Brief =
Copy the passage on the Martyrs of Japan word for word, starting at "The first Martyrs" and ending at "point of death.".

Text shown =
6 Feb – Memorial for Sts. Paul Miki and Companions, martyrs (in Japan)
Paul Miki (1562-1597) was one of the Twenty-six Martyrs of Japan. He was born into a rich family and educated by Jesuits in Azuchi and Takatsuki. He joined the Society of Jesus and preached the gospel for his fellow citizens. The Japanese government feared Jesuit influences and persecuted them. He was jailed among others.
He and his Christian peers were forced to walk 600 miles from Kyoto while singing Te Deum as a punishment for the community. Finally they arrived at Nagasaki, the city which had the most conversions to Christianity, and he was crucified on 5 February 1597. He preached his last sermon from the cross, and it is maintained that he forgave his executioners stating that he himself was Japanese. Alongside him died Joan Soan (de Goto) and Santiago Kisai, of the Society of Jesus, in addition to 23 clergy and laity, all of whom were canonized by Pope Pius IX in 1862.
On 15 August 1549, St. Francis Xavier, Father Cosme de Torres, SJ, and Father John Fernandez arrived in Kagoshima, Japan, from Spain with hopes of bringing Catholicism to Japan. On Sep 29, St. Francis Xavier visit Shimazu Takahisa, the daimyo of Kagoshima, asking for permission to build the first Catholic mission in Japan. The daimyo agreed in hopes of creating a trade relationship with Europe.
A promising beginning to those missions – perhaps as many as 300,000 Christians by the end of the 16th century – met complications from competition between the missionary groups, political difficulty between Spain and Portugal, and factions within the government of Japan. Christianity was suppressed. By 1630, Christianity was driven underground.
The first Martyrs of Japan are commemorated on Feb 5 when, on that date in 1597, 26 missionaries and converts were killed by crucifixion. 250 years later, when Christian missionaries returned to Japan, they found a community of Japanese Christians that had survived underground.
In the fight against sin, you have not yet had to keep fighting to the point of death.
Have you forgotten that encouraging text in which you are addressed as sons? My son, when the Lord corrects you, do not treat it lightly; but do not get discouraged when he reprimands you. For the Lord trains the ones that he loves and he punishes all those that he acknowledges as his sons. Suffering is part of your training; God is treating you as his sons. Has there ever been any son whose father did not train him? Of course, any punishment is most painful at the time, and far from pleasant; but later, in those on whom it has been used, it bears fruit in peace and goodness. So hold up your limp arms and steady your trembling knees and smooth out the path you tread; then the injured limb will not be wrenched, it will grow strong again.

Information supplied =
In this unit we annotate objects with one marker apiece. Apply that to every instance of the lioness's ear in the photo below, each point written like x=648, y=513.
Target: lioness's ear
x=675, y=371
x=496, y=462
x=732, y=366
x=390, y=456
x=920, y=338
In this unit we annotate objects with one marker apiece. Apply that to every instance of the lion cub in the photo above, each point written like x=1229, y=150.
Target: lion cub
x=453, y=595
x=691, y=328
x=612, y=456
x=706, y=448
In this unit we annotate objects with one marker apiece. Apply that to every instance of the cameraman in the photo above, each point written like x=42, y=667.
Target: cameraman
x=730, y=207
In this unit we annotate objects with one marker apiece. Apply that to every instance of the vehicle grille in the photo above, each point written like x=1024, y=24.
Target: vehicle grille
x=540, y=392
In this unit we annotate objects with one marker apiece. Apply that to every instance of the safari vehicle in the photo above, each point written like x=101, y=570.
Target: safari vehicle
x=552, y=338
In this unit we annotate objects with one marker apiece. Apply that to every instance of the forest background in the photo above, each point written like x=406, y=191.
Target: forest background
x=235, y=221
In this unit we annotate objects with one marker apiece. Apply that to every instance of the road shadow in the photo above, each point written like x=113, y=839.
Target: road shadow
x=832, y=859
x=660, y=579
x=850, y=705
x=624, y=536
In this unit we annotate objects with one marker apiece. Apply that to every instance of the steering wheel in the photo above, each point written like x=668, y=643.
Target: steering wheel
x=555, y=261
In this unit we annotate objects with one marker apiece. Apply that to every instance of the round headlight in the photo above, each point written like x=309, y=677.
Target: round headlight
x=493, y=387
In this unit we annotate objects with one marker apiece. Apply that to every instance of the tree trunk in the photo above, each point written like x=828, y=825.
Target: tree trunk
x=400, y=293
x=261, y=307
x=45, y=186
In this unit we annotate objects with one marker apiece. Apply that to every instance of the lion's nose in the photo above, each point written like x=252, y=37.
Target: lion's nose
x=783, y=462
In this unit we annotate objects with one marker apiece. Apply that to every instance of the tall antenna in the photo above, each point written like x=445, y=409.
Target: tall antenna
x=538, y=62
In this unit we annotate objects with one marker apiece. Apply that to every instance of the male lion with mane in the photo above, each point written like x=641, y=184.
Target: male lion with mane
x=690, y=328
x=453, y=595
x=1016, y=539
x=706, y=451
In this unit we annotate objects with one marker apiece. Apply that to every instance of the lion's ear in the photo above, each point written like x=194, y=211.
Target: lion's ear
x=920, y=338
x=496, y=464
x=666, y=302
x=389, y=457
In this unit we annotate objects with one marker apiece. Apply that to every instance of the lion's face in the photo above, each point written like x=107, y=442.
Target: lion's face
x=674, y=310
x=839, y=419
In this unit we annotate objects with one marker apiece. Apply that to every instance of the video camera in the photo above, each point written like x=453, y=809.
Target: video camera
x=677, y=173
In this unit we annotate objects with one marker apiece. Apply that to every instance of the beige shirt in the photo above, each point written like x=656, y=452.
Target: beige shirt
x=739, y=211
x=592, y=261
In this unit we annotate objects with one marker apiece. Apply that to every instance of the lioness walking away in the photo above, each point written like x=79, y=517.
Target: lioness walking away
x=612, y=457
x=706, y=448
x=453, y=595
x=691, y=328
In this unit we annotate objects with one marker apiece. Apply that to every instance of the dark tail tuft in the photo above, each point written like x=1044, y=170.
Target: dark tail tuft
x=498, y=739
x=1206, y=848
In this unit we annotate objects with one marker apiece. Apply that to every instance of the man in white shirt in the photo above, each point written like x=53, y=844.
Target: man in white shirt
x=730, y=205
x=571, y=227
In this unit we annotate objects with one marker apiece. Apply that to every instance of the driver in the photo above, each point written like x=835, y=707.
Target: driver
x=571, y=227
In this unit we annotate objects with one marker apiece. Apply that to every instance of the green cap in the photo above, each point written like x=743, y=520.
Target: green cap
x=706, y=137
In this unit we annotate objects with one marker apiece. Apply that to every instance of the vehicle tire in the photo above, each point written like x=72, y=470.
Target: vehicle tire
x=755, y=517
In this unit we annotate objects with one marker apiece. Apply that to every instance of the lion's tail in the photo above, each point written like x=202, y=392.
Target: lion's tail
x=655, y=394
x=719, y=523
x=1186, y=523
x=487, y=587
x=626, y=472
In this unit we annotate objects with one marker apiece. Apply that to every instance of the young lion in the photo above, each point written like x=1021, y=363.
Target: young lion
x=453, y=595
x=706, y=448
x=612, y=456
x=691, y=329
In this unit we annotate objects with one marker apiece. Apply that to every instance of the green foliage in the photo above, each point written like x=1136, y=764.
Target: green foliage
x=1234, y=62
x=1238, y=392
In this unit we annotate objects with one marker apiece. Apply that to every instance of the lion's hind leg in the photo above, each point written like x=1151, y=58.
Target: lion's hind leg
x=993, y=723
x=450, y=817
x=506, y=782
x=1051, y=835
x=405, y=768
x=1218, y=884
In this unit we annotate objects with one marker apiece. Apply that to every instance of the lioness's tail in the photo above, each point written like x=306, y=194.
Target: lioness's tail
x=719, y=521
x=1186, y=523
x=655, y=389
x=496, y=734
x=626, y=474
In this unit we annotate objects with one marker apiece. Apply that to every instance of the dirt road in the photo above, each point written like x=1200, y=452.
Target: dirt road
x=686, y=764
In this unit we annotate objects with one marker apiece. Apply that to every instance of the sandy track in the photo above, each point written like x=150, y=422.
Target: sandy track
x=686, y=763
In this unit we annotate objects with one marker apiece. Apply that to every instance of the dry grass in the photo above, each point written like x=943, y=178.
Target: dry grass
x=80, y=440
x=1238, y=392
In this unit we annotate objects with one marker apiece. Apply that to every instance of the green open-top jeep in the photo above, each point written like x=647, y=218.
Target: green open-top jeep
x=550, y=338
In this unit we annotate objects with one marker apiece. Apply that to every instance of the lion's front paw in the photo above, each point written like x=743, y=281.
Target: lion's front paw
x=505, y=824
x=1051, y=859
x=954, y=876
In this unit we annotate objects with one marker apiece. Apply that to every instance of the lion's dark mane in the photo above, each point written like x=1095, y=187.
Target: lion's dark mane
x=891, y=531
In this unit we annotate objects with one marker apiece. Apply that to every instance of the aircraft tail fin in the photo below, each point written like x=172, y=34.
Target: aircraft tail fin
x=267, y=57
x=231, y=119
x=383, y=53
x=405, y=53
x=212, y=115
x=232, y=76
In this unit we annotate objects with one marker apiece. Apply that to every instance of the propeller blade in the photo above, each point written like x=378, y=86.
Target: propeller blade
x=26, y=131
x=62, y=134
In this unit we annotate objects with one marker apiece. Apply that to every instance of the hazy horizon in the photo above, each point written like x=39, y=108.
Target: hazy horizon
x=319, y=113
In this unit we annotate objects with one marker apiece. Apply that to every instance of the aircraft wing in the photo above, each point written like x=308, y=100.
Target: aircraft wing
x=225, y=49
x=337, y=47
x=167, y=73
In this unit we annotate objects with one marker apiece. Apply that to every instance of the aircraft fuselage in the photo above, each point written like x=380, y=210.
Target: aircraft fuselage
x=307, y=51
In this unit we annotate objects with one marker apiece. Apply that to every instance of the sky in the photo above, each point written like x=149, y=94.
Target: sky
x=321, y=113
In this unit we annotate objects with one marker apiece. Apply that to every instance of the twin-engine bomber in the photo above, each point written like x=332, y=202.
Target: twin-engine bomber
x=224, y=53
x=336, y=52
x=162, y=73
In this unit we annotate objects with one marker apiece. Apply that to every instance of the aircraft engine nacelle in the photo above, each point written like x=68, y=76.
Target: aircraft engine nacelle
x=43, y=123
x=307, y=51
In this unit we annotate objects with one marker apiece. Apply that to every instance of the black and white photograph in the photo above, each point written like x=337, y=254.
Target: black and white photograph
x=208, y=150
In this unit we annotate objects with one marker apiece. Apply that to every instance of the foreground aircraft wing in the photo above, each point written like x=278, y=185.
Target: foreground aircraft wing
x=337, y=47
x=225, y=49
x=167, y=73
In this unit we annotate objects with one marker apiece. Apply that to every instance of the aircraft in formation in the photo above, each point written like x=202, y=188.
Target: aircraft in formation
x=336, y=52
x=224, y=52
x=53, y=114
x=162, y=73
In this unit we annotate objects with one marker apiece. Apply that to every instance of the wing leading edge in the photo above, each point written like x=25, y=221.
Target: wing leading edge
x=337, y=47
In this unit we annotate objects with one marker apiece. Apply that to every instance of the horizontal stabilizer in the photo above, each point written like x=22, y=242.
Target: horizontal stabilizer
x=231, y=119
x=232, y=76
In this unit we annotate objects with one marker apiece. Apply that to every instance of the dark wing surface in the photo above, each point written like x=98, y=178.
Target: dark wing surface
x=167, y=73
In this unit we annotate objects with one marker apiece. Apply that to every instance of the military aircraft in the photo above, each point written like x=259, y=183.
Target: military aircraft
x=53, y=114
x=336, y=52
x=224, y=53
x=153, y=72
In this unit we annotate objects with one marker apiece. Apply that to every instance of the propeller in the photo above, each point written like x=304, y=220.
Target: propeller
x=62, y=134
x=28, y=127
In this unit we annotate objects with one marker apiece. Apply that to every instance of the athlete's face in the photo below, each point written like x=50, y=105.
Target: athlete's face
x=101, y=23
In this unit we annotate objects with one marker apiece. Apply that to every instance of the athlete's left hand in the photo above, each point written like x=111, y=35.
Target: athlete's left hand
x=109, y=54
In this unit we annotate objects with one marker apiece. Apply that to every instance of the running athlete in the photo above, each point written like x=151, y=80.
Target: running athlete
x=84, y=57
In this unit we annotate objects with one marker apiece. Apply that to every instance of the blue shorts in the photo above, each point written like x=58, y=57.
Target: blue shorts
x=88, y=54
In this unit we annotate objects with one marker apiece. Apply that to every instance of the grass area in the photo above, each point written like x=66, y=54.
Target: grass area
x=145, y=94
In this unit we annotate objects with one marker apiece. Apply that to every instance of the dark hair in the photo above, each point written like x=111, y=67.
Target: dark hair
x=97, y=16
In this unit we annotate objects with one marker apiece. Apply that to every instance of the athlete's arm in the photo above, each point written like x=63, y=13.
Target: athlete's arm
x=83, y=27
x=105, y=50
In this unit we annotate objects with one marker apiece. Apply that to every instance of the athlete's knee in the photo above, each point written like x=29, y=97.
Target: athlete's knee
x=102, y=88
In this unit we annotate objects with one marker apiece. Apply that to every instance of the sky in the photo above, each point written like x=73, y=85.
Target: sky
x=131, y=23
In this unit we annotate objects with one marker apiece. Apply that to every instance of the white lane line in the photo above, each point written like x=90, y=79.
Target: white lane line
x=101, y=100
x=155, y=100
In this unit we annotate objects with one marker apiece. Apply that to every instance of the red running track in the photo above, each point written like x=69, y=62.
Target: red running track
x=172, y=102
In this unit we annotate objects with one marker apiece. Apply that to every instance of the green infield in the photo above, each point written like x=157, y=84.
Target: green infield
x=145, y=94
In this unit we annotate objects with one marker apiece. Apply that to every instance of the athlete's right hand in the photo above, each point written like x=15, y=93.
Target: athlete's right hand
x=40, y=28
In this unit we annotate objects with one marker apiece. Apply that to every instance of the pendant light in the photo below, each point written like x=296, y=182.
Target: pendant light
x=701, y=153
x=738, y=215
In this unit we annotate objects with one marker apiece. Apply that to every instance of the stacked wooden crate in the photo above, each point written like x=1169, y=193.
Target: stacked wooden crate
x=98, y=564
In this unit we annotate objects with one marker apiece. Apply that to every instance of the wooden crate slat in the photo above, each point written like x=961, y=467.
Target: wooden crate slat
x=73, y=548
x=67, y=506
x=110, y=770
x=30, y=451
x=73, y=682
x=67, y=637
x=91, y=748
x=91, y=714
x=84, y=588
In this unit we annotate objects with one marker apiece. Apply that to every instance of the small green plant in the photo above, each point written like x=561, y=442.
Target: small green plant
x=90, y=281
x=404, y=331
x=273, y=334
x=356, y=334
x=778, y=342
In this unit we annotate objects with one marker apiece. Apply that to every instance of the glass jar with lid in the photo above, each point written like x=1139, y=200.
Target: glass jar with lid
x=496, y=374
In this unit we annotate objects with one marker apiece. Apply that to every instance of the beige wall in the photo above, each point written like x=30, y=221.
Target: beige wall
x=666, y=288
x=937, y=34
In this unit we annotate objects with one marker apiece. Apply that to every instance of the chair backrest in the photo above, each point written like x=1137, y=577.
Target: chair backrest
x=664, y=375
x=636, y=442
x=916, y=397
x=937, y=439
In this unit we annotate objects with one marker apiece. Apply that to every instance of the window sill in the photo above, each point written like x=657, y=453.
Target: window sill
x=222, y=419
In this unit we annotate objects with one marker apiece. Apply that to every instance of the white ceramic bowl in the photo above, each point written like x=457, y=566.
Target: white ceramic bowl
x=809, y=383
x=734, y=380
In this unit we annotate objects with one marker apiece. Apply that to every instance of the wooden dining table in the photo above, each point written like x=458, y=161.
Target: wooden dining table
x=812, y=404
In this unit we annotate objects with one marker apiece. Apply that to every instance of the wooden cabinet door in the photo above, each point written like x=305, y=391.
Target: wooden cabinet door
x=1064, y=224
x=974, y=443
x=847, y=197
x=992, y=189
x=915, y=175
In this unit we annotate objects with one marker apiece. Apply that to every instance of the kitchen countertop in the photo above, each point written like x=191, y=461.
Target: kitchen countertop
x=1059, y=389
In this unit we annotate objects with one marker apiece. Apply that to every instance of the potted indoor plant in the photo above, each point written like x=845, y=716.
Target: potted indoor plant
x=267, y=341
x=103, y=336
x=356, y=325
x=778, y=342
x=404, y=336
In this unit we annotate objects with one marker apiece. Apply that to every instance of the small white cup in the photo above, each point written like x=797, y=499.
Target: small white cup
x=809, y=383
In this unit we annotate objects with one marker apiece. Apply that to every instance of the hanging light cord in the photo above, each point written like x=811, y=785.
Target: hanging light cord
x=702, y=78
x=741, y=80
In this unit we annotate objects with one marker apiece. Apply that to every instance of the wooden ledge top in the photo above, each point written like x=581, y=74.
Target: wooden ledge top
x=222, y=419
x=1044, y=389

Answer space =
The first Martyrs of Japan are commemorated on Feb 5 when, on that date in 1597, 26 missionaries and converts were killed by crucifixion. 250 years later, when Christian missionaries returned to Japan, they found a community of Japanese Christians that had survived underground.
In the fight against sin, you have not yet had to keep fighting to the point of death.